Pemikiran Edward Said dipengaruhi oleh para pemikir sebelumnya. Ya, tidak ada pemikir yang berdiri di atas kaki sendiri. Sebagaimana dikatakan oleh Newton: jika aku dapat memandang lebih jauh dan luas, itu karena aku berdiri di atas pundak raksasa-raksasa. Meminjam peribaratan tersebut, siapakah raksasa-raksasa yang pundaknya dipijak oleh Said untuk memandang persoalan manusia? Terkait ini, Said mengatakan sendiri dalam bukunya bahwa Julien Benda, Antonio Gramsci, dan Michel Foucault sangat berpengaruh pada pemikirannya. Inilah yang menjadikan Said menjadi pemikir yang bercorak modern sekaligus postmodern: percaya pada universal sekaligus percaya pada kebhinekaan yang lokal.[3] Bagian berikutnya akan mengupas pemikiran-pemikiran Benda, Gramsci dan Foucault yang mempengaruhi Said.



Pemikiran Julien Benda yang sangat berpengaruh pada Edward Said adalah tentang pentingnya kaum intelektual menemukan dan berpegang pada kebenaran atau moralitas absolut, bukan pada kebenaran atau moralitas yang bersifat relatif. Oleh karena itu, kebenaran yang dimiliki oleh para kaum intelektual hendaknya mampu mengatasi kebenaran-kebenaran orang pada umumnya (suara kebanyakan). Kebenaran bagi banyak orang adalah kebenaran bagi dirinya sendiri, bagi kelompoknya sendiri, bagi bangsanya sendiri, bagi agamanya sendiri, bagi ras nya sendiri. Tuntutan Julien Benda pada kaum intelektual adalah mampu menangkap kebenaran yang menerabas moral-moral yang relatif itu. Kebenaran yang dimiliki dan diperjuangakan oleh kaum intelektual haruslah kebenaran universal, yang berlaku di manapun dan kapanpun.



Hal ini bisa dipahami karena Benda hidup di masa perang, suatu masa saat seluruh masyarakat termasuk intelektualnya dituntut untuk mengabdi pada negara. Dengan kata lain, kaum intelektual ikut berperan dalam peperangan, ikut menebar kebencian, mendukung bahkan melibatkan diri dalam bertambahnya penderitaan yang dialami oleh umat manusia. Kebenaran yang dimiliki oleh para intelektual, menurut Benda, adalah kebenaran yang mendorong adanya perdamaian bukan justru sebaliknya. Kaum intelektual harus mengusahakan konsensus, bukannya konflik. Sekalipun dalam proses memperjuangkan konsensus atau perdamaian umat manusia, kaum intelektual harus berkonflik dengan masyarakat kebanyakan yang pada dasarnya lebih menyukai konflik. Julien Benda mengidolakan Yesus sebagai intelektual ideal. Yesus bagi Benda merupakan par exellence orang yang memperjuangkan cinta kasih umat manusia, namun justru mendapatkan cemoohan dan penyiksaan dari masyarakat kebanyakan. Intelektual bagi Benda adalah mampu menemukan kebenaran universal, berani memperjuangkan kebenaran tersebut, sekaligus mau menderita sebagai konsekuensi perjuangannya. Dalam bahasa Benda kaum intelektual adalah sosok yang berjuang sambil mengatakan: “kerajaanku bukan di dunia ini”.

## [CUPLIKAN DATA]
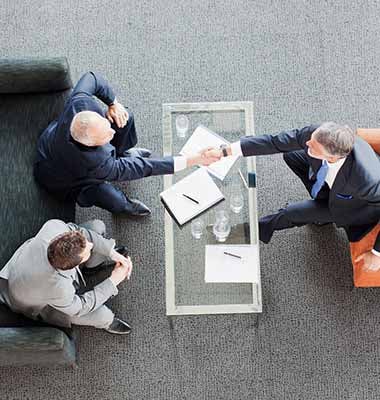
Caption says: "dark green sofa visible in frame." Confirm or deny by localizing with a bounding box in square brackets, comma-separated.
[0, 58, 75, 365]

## [PERINTAH TUGAS]
Tuliskan kembali bagian teks sumber yang dibuka dengan kata-kata yang memuat "Pemikiran Edward Said" dan ditutup dengan "yang mempengaruhi Said.", dengan menukar "Newton" menjadi "Isaac Newton". Baris-baris data tersebut merupakan bahan tersendiri yang terpisah dari teks sumber.

## [JAWABAN TUGAS]
Pemikiran Edward Said dipengaruhi oleh para pemikir sebelumnya. Ya, tidak ada pemikir yang berdiri di atas kaki sendiri. Sebagaimana dikatakan oleh Isaac Newton: jika aku dapat memandang lebih jauh dan luas, itu karena aku berdiri di atas pundak raksasa-raksasa. Meminjam peribaratan tersebut, siapakah raksasa-raksasa yang pundaknya dipijak oleh Said untuk memandang persoalan manusia? Terkait ini, Said mengatakan sendiri dalam bukunya bahwa Julien Benda, Antonio Gramsci, dan Michel Foucault sangat berpengaruh pada pemikirannya. Inilah yang menjadikan Said menjadi pemikir yang bercorak modern sekaligus postmodern: percaya pada universal sekaligus percaya pada kebhinekaan yang lokal.[3] Bagian berikutnya akan mengupas pemikiran-pemikiran Benda, Gramsci dan Foucault yang mempengaruhi Said.